Short task >>
Write what comes next in the Klipper endstop bug thread, picking up right after its last line.

Page text >>
---*---
First of all, I think this issue sets a good example of how bugs should be reported and dealt with. Second of all, i would very much like to distance myself from this divisive language of "my issue" and who's more important. This bug affects all of us, all klipper users, stop insinuating it's something i'm doing for personal gain. I didn't need to be here, i didn't need to invest the time in reporting this, i did that to contribute to klipper in the spirit of open software.
I honestly don't understand what you're getting at. The link you quote here contains exactly this directive, once at the beginning of the text and again at the end.
In the end, you should have the honesty to say: I knew the rule, I don't like it and I don't agree with today's process because I think the concern / topic is important enough. Arguing in an agitated manner that you have decided to ignore it seems a bit pathetic.
And to emphasise it again: This is completely independent of the content and potential gravity of the issue. And also again, if it is confirmed, then it is a brilliant contribution to Klipper and my full respect for it.
@Sineos Did you just call me pathetic? Seriously?
My position remains that directing to one place does not prohibit the other place, if you want that to be the case, state clearly and explicitly that creating Github issues is prohibited and turn off issues entirely since they serve no purpose. Consider a proper CONTRIBUTION file explicitly detailing your "policies". None of that one section in the docs currently constitutes a rule which somehow makes it wrong to use the correct tool for the job.
I will not argue with you any further, you're clearly unable to have a civil discussion and you're completely derailing this issue.
Kevin knows this section of code far better than I, but I may have located the cause for the discrepancy.
It appears that MCU_endstop.home_wait()
returns the trigger time, however it does not seem to account for oversampling. Perhaps a patch similar to the following would correct the issue:
diff --git a/klippy/mcu.py b/klippy/mcu.py
index 1122ff865..54aace22a 100644
--- a/klippy/mcu.py
+++ b/klippy/mcu.py
@@ -294,6 +294,7 @@ class MCU_endstop:
self._home_cmd = self._query_cmd = None
self._mcu.register_config_callback(self._build_config)
---*---
Records shown >>
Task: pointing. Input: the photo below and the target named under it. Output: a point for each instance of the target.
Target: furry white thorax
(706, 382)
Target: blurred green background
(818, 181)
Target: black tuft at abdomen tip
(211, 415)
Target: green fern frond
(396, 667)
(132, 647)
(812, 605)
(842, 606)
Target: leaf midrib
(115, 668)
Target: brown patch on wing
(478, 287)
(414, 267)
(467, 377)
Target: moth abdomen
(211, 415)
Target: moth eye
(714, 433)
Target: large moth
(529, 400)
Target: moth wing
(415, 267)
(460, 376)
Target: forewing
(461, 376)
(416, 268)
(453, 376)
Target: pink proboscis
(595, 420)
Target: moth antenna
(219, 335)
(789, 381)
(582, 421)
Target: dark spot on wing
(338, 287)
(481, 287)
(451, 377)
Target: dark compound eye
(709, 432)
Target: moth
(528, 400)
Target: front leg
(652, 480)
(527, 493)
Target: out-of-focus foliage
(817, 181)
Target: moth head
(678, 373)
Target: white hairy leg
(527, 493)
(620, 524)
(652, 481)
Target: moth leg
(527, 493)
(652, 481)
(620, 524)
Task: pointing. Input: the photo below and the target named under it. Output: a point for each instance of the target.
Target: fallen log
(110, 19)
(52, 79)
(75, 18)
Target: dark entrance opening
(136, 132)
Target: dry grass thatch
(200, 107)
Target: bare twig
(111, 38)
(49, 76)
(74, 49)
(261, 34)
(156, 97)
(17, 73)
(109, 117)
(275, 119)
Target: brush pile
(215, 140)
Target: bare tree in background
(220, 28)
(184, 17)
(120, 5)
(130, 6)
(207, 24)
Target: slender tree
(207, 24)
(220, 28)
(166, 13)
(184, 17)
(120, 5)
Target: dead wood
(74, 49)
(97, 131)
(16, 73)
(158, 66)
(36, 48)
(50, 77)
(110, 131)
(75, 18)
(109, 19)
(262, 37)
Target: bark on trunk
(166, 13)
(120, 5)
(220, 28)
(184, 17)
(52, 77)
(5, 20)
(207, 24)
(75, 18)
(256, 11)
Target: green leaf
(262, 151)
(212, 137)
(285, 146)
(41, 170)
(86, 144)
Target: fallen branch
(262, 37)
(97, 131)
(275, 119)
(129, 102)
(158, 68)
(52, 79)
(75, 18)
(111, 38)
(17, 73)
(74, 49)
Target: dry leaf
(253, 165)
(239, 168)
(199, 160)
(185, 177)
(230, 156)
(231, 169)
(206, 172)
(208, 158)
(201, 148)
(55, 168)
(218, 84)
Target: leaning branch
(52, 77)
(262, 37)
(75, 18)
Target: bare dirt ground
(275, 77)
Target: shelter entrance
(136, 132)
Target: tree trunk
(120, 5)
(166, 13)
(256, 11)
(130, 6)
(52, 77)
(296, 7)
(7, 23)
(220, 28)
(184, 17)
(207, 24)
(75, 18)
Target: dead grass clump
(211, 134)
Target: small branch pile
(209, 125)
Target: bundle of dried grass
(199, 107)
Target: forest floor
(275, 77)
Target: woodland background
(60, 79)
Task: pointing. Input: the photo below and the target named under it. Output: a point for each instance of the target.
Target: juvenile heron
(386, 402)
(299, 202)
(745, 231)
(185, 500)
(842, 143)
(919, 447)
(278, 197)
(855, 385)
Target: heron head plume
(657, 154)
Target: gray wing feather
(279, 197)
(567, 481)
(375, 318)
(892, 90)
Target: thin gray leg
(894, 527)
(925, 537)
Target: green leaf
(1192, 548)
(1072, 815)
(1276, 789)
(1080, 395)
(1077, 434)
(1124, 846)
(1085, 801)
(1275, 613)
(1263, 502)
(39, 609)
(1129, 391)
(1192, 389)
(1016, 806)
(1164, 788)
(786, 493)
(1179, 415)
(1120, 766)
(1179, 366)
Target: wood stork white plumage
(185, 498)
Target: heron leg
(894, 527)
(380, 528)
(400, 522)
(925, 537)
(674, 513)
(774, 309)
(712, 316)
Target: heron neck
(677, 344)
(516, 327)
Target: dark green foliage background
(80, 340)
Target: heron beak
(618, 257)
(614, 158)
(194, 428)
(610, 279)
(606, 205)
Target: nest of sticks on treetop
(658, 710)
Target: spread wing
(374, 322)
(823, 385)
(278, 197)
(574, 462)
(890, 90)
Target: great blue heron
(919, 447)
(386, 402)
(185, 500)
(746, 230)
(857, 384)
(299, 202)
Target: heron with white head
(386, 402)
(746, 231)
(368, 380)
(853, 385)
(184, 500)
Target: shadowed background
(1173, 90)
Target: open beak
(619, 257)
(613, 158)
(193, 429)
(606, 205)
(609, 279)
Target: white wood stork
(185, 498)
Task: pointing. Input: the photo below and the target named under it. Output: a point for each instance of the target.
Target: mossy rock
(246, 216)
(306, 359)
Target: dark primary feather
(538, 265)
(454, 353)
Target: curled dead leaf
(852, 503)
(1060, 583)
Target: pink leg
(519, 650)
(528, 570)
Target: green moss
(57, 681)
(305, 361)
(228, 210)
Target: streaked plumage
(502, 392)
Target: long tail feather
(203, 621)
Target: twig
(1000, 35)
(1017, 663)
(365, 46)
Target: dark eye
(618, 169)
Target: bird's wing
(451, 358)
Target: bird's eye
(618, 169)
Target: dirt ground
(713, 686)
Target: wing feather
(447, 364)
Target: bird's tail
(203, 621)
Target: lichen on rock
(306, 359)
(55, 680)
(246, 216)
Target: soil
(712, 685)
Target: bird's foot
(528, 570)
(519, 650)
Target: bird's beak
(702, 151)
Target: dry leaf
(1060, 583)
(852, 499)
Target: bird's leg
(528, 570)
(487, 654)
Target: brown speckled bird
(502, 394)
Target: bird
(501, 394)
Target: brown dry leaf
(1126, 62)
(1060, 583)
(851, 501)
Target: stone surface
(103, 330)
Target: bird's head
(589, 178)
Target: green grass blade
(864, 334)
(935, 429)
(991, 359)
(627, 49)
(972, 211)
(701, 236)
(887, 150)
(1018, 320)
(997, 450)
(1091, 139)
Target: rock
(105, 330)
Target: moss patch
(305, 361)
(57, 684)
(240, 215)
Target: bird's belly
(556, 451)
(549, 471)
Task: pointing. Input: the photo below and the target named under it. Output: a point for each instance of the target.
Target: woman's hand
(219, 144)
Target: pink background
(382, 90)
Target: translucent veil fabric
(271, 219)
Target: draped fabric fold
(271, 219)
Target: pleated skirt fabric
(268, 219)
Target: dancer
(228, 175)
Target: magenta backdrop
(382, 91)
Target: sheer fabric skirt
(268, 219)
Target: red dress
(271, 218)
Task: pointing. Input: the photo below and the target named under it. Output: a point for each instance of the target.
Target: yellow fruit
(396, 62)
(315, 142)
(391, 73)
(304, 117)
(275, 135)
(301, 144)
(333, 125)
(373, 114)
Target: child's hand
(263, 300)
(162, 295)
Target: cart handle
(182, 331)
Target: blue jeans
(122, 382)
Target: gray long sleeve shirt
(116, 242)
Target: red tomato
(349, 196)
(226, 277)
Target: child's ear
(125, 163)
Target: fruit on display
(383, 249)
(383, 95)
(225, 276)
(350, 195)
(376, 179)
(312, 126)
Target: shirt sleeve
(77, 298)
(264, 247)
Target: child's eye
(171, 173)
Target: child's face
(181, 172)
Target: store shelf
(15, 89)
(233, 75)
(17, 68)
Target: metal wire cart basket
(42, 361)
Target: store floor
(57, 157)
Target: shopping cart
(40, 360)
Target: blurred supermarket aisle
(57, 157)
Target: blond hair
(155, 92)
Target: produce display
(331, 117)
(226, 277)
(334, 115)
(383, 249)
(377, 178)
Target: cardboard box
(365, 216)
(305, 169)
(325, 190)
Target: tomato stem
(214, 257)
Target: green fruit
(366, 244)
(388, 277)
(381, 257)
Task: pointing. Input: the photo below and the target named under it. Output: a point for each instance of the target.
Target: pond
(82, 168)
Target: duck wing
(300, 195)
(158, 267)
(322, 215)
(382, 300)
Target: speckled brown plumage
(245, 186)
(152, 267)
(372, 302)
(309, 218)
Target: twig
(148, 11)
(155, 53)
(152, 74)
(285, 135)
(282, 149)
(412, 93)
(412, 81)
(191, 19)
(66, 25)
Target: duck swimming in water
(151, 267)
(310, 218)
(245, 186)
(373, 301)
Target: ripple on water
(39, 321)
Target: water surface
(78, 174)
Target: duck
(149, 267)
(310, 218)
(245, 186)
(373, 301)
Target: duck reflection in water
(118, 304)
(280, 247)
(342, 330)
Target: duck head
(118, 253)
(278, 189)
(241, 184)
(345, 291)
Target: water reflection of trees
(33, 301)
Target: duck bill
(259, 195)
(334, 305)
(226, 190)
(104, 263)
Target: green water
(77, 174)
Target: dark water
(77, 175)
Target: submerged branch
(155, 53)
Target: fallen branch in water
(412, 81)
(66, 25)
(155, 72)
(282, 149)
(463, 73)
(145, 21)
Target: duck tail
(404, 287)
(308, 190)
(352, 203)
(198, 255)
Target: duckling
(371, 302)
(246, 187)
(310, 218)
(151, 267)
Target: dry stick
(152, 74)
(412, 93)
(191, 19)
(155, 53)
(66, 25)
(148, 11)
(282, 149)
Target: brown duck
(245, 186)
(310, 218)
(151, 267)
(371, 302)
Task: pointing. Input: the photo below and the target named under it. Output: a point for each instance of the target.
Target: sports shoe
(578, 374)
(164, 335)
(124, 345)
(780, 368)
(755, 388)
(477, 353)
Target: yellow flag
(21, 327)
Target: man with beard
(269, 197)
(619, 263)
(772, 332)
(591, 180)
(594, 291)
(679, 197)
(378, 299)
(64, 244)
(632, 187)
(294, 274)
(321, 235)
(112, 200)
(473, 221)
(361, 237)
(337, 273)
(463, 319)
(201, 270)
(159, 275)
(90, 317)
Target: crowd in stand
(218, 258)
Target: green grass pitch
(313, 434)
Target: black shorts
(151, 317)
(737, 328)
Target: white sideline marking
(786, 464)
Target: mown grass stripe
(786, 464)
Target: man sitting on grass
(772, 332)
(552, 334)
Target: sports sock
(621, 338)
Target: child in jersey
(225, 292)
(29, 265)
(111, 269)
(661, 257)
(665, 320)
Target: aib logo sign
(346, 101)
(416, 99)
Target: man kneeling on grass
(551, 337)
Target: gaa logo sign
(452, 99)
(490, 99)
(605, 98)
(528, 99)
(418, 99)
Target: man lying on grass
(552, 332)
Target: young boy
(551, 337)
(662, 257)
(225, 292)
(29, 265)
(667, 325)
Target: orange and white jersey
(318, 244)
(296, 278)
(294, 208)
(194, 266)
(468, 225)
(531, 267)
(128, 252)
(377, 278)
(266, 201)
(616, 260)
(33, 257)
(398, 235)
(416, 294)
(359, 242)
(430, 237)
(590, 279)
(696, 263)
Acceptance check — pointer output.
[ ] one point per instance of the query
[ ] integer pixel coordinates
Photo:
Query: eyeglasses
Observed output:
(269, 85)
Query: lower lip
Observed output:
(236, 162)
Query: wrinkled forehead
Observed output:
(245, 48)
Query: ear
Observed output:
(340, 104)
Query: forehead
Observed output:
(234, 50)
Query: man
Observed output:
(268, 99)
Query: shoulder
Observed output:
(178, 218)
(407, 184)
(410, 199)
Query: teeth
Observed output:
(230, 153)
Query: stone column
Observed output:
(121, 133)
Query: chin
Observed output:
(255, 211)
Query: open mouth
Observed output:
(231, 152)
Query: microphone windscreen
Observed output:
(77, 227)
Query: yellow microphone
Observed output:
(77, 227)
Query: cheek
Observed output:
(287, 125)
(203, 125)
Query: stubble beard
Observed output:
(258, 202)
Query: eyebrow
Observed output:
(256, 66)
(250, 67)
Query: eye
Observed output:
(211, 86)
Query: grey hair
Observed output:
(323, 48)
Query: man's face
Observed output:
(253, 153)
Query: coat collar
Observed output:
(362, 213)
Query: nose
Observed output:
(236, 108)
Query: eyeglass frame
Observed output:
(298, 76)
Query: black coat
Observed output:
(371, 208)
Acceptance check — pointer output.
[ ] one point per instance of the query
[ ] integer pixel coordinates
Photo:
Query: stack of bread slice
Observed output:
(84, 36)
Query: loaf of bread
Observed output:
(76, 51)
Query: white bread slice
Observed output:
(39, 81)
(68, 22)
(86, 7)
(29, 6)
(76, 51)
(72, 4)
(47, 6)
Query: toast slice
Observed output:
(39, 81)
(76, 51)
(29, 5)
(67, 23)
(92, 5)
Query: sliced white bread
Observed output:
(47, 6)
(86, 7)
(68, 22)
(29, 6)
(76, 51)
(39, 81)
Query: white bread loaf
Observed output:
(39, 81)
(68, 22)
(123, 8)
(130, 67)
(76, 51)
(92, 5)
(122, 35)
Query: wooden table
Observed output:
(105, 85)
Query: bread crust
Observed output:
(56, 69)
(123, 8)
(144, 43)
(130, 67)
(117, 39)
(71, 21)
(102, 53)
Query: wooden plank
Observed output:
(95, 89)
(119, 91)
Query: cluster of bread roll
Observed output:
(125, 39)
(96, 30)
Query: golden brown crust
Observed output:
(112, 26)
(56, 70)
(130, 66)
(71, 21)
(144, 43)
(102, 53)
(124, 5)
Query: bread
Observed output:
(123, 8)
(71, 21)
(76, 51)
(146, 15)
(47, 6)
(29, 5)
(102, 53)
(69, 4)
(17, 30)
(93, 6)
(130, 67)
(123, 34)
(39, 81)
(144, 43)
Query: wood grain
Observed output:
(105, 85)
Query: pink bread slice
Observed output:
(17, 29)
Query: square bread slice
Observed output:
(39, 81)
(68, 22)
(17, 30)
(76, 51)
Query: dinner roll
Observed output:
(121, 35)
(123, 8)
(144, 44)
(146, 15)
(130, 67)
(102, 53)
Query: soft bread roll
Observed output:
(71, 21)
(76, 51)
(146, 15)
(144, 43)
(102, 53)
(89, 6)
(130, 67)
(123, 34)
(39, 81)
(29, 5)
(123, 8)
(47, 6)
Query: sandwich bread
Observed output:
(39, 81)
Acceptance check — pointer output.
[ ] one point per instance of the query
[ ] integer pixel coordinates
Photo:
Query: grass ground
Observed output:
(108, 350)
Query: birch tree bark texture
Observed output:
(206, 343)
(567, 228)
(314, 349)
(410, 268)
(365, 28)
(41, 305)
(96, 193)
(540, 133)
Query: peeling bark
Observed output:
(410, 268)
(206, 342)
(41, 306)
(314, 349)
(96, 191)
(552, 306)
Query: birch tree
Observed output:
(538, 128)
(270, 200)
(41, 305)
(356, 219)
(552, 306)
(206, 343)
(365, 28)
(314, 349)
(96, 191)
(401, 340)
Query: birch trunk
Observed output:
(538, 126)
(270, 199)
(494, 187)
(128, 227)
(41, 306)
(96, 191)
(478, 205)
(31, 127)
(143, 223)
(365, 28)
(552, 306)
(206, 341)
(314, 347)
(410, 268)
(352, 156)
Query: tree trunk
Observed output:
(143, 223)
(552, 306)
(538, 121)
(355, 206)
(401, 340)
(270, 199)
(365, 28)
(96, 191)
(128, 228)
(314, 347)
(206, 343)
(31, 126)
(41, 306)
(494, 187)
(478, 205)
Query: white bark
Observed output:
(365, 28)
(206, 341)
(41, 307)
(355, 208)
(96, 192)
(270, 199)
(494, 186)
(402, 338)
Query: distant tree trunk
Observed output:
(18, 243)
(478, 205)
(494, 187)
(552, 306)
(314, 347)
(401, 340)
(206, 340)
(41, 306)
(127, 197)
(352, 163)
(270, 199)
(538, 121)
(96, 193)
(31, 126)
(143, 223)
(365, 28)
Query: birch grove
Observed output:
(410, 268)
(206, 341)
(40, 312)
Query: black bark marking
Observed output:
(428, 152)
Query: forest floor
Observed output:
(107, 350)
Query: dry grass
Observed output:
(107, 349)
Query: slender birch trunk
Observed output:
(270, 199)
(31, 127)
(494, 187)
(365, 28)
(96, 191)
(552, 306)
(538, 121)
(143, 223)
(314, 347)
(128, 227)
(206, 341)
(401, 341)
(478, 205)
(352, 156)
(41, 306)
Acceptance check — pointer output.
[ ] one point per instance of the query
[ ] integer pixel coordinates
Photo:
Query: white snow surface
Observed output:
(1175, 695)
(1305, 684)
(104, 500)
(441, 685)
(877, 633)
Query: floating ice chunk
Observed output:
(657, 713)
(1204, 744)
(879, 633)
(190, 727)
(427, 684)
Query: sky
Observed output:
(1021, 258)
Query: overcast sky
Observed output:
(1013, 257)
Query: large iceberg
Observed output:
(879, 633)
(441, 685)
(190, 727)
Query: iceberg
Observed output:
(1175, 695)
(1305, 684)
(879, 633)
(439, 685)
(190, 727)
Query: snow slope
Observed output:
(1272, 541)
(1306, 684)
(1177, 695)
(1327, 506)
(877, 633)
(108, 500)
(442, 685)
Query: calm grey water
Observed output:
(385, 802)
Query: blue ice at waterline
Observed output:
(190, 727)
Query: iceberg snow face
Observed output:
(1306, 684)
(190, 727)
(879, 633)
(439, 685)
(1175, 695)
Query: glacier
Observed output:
---*---
Task output >>
self._rest_ticks = 0
+ self._oversample_ticks = 0
self._dispatch = TriggerDispatch(mcu)
def get_mcu(self):
return self._mcu
@@ -324,9 +325,11 @@ class MCU_endstop:
clock = self._mcu.print_time_to_clock(print_time)
rest_ticks = self._mcu.print_time_to_clock(print_time+rest_time) - clock
self._rest_ticks = rest_ticks
+ sample_ticks = self._mcu.seconds_to_clock(sample_time)
+ self._oversample_ticks = sample_ticks * (sample_count - 1)
trigger_completion = self._dispatch.start(print_time)
self._home_cmd.send(
- [self._oid, clock, self._mcu.seconds_to_clock(sample_time),
+ [self._oid, clock, sample_ticks,
sample_count, rest_ticks, triggered ^ self._invert,
self._dispatch.get_oid(), MCU_trsync.REASON_ENDSTOP_HIT],
reqclock=clock)
@@ -344,7 +347,9 @@ class MCU_endstop:
return home_end_time
params = self._query_cmd.send([self._oid])
next_clock = self._mcu.clock32_to_clock64(params['next_clock'])
- return self._mcu.clock_to_print_time(next_clock - self._rest_ticks)
+ return self._mcu.clock_to_print_time(
+ next_clock - self._rest_ticks + self._oversample_ticks
+ )
def query_endstop(self, print_time):
clock = self._mcu.print_time_to_clock(print_time)
The above is completely untested, just posted to illustrate what I believe may be causing the issue.
@Arksine Was away for quite a while, dealing with a fever, but i just read through the mcu.py code and this seems like it should do the trick. If i'm not missing something, it would make difference between trig_pos
and halt_pos
equal on single-mcu probe moves, while still reflecting the "oversteps" caused by the up to 25ms delay in communication on multi-mcu probe moves, right?
Good catch, man! 👏
@Sineos Just to round this issue out I have created a klipper discourse topic. Hopefully this bug can get some attention and spur an additional look at the z probing code and logic. In the beacon support forums we see a lot of really odd z probe and offset behavior that doesn't seems to make a lot of sense.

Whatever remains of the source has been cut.